ASSIGNED TASK: Reproduce, with no edits, the line that contains "Target: golden roof" and all the lines that follow it, ending with the last line of the records.

─── DATA PROVIDED ───

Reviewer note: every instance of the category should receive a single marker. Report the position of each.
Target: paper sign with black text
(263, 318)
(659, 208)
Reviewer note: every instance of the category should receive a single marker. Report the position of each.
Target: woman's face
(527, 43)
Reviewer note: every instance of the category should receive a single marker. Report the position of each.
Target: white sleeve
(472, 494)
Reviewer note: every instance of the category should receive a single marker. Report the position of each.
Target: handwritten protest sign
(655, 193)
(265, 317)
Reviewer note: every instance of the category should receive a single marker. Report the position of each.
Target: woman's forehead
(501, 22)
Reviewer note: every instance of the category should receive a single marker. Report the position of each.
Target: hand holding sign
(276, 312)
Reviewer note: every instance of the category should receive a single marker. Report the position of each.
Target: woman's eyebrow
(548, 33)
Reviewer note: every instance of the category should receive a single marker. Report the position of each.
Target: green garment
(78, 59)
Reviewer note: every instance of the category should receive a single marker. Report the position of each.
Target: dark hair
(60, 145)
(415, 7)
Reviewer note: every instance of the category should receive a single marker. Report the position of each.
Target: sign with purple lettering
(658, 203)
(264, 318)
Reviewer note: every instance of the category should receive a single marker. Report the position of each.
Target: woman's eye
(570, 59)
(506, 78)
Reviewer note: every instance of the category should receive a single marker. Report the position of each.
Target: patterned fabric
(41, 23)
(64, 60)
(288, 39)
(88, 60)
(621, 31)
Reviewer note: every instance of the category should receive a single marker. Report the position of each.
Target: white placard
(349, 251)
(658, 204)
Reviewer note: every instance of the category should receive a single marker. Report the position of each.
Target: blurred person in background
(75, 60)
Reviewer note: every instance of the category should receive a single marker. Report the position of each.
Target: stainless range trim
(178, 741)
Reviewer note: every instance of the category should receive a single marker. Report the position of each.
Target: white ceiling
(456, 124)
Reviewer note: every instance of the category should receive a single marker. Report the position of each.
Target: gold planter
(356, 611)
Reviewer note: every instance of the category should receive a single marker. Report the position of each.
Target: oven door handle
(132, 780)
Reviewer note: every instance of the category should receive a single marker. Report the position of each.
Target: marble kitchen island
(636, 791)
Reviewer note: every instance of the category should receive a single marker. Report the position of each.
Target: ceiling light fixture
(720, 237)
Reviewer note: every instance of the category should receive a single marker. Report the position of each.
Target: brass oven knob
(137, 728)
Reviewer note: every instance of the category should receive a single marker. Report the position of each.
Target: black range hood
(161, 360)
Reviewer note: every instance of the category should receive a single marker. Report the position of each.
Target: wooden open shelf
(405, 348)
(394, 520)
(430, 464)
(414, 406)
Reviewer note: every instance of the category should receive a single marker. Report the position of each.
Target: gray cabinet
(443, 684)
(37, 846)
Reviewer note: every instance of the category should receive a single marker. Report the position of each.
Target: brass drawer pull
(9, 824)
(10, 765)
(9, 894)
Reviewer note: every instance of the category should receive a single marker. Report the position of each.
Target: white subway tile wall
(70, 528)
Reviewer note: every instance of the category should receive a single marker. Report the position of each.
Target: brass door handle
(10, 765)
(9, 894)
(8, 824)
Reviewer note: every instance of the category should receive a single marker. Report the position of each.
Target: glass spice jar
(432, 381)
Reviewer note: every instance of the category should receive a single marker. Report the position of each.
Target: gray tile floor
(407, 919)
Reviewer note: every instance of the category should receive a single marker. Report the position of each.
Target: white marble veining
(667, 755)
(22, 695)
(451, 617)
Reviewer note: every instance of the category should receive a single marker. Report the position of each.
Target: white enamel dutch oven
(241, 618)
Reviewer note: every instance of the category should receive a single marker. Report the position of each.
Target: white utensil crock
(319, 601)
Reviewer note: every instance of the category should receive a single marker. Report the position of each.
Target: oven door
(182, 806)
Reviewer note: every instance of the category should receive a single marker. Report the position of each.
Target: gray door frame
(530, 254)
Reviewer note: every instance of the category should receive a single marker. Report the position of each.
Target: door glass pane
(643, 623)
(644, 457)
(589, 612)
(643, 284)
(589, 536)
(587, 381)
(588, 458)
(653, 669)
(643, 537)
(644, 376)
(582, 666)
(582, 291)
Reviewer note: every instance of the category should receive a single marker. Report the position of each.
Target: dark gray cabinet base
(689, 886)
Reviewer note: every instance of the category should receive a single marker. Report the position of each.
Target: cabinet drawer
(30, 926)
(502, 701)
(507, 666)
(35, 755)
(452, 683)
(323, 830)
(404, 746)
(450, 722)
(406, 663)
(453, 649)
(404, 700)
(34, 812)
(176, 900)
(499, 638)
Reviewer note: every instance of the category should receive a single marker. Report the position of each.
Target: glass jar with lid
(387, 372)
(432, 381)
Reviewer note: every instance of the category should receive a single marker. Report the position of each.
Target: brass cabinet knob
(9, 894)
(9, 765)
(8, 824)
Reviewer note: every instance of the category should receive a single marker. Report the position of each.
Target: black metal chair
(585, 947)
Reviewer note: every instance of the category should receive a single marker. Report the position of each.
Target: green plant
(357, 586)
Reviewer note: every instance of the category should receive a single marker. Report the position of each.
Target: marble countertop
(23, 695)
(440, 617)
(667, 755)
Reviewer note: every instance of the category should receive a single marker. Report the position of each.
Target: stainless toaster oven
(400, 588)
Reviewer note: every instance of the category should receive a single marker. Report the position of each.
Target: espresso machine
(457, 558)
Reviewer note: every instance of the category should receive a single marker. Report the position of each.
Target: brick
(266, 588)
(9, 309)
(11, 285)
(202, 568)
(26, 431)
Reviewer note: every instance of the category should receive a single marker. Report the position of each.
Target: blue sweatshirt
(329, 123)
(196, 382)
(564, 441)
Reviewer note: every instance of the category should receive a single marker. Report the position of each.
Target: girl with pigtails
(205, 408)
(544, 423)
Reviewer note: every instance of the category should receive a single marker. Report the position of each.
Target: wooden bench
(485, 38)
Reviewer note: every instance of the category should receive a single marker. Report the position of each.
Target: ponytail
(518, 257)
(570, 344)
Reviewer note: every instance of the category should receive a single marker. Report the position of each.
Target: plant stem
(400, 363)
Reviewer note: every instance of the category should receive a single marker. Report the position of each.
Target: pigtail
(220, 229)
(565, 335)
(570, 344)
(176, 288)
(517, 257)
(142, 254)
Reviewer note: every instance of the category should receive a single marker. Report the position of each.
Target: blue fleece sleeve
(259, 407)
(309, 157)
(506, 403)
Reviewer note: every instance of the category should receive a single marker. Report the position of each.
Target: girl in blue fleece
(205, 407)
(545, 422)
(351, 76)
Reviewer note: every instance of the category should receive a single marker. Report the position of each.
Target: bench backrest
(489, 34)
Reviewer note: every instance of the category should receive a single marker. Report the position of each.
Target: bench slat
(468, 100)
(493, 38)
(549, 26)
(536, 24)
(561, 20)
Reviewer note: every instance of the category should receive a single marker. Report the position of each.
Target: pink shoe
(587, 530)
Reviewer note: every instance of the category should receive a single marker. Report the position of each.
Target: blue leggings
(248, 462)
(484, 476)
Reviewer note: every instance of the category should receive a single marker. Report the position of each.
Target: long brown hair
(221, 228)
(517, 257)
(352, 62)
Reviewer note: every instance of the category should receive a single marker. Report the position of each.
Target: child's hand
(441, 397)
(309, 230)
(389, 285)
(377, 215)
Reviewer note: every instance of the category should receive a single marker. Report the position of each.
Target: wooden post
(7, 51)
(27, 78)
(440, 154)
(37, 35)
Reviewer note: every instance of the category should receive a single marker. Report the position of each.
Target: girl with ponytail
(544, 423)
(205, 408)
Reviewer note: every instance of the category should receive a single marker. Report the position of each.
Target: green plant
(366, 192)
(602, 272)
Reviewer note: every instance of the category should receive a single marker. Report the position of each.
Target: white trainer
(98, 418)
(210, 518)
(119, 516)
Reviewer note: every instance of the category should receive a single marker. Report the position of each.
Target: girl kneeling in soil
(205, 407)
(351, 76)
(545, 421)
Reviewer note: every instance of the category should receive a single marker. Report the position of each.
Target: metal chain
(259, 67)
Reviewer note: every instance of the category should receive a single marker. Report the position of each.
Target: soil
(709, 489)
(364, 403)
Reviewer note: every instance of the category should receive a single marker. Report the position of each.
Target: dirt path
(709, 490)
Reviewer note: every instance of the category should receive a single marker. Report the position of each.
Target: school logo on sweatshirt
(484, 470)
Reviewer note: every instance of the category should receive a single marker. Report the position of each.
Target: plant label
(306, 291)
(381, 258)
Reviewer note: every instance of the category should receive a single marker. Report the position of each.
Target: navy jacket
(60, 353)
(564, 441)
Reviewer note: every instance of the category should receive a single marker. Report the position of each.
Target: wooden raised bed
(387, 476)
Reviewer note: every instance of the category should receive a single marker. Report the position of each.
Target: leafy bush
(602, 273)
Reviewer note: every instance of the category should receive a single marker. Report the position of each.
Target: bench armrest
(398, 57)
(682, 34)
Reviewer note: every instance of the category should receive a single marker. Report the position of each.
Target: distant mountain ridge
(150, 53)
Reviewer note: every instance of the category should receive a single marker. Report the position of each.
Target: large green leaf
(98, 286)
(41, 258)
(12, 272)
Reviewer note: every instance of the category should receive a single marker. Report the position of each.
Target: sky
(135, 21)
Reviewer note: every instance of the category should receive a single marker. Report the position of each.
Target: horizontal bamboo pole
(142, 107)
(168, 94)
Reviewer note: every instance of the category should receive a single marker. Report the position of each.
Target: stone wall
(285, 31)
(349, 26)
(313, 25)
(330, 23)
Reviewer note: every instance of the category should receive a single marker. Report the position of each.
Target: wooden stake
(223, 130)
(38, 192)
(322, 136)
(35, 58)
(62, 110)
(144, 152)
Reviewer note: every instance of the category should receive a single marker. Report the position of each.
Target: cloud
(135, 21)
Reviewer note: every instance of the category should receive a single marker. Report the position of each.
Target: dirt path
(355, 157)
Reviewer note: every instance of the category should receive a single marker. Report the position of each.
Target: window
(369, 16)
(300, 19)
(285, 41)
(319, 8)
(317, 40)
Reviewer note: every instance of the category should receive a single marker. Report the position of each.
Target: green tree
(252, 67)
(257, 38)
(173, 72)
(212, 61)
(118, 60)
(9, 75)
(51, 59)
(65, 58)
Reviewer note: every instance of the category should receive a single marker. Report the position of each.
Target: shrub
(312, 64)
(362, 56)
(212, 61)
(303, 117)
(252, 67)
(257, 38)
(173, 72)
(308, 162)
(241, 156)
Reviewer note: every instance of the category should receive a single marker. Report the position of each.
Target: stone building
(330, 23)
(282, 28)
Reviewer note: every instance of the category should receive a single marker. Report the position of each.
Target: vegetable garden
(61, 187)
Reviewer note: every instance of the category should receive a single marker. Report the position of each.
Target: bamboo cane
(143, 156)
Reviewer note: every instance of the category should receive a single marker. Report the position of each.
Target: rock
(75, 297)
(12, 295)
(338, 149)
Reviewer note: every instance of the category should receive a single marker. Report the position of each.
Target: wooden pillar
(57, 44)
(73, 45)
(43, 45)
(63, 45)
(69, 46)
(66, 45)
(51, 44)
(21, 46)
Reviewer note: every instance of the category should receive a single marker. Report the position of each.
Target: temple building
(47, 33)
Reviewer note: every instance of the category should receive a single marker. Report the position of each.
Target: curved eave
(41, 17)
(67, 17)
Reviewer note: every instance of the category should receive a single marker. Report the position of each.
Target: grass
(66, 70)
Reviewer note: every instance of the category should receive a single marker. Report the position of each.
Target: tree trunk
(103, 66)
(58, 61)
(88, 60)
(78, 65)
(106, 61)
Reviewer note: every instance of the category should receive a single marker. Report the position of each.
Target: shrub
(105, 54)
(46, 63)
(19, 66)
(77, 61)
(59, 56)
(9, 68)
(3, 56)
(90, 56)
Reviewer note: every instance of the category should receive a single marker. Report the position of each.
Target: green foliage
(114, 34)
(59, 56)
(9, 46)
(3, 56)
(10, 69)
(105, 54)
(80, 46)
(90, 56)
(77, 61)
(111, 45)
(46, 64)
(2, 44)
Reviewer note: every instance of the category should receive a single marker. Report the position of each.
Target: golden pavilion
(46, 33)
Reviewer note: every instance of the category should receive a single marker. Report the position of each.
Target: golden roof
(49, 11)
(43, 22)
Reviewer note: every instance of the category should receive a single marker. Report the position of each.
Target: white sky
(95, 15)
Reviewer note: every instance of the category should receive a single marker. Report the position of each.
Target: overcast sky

───

FINISHED TASK:
Target: golden roof
(49, 11)
(43, 22)
Reviewer note: every instance of the category should receive a single marker. Report the position of each.
Target: white sky
(95, 15)
Reviewer note: every instance of the category should receive a single marker. Report the position of each.
Target: overcast sky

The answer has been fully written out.